## EXERCISE PROMPT
Write out each entry, exactly the way it appears.

_ _ _

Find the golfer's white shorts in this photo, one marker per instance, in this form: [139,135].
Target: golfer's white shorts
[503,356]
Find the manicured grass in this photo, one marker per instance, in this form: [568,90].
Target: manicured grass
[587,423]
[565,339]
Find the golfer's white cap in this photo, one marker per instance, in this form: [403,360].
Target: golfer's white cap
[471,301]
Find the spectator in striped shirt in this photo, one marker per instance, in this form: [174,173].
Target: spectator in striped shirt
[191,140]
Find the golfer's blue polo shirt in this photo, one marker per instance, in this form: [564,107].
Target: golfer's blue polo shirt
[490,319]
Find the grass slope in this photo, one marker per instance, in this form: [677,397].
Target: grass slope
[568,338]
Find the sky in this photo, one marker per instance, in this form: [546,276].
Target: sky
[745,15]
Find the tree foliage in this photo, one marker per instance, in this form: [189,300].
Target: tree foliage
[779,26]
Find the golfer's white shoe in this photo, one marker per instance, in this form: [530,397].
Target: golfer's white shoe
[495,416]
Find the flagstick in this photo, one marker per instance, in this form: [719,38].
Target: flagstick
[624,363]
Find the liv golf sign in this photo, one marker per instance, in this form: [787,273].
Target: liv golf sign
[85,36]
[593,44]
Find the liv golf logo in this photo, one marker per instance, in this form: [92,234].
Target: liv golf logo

_ _ _

## ANSWER TO THE PROBLEM
Find the golfer's white shorts in this photo, one marker per instance, in this form: [139,135].
Target: golfer's white shorts
[503,356]
Find the manicured grass in this photo, one marker per instance, in this form: [568,90].
Target: manicured grass
[587,423]
[565,339]
Find the golfer's white cap in this photo, one marker per instance, in this form: [403,360].
Target: golfer's white cap
[471,301]
Find the spectator in striped shirt in this photo, one marker per instance, in this form: [174,173].
Target: spectator in striped shirt
[191,140]
Find the golfer's blue polo shirt in this photo, one marker per instance, in this form: [564,107].
Target: golfer's blue polo shirt
[490,319]
Find the grass slope in this photo, one marker per instance, in this form: [677,397].
Target: grass slope
[568,338]
Find the sky in this photo, one marker per instance, in this form: [546,276].
Target: sky
[745,15]
Find the tree foliage in this photo, one marker per instance, in this form: [189,300].
Target: tree foliage
[779,26]
Find the golfer's white shoe in this photo, one marker per instance, in this form: [530,397].
Target: golfer's white shoe
[495,416]
Find the flagstick in this photo, one marker per instance, in this form: [719,38].
Target: flagstick
[624,363]
Find the liv golf sign in this photo, one marker per instance, in this form: [787,273].
Target: liv golf sign
[85,36]
[593,44]
Find the liv golf logo in this photo, one marker per instance, in this form: [92,234].
Target: liv golf logo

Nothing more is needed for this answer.